* What is expected *
How many lines of the data below contain the string "cobblestone"? Matching is case-sensitive; reply with the count alone.

-- start Listing --

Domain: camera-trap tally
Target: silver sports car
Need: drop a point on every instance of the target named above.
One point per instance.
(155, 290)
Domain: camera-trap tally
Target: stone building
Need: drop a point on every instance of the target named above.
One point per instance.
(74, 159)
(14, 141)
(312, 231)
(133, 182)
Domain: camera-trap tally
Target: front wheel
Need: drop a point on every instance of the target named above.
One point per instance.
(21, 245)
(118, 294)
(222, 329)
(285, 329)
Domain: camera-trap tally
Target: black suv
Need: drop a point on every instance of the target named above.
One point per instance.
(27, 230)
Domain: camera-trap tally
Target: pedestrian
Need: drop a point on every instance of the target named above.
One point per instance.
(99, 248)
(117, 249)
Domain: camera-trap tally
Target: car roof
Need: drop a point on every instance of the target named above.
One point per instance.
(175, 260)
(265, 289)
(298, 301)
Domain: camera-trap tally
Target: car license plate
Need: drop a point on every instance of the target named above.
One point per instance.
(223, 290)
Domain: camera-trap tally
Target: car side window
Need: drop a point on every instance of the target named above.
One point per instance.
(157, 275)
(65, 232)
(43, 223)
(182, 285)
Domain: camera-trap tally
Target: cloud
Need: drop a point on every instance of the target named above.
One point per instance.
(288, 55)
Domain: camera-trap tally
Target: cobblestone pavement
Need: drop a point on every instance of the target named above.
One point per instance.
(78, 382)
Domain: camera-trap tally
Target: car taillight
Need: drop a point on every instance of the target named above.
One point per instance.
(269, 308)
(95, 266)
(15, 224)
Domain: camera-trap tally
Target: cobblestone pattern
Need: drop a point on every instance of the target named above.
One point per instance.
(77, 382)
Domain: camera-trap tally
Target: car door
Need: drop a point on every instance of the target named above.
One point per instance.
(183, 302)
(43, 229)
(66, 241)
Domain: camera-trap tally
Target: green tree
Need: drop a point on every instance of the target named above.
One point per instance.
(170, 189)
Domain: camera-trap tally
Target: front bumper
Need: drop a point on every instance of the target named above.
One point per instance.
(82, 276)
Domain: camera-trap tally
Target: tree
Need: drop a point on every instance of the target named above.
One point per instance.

-- end Listing --

* Result *
2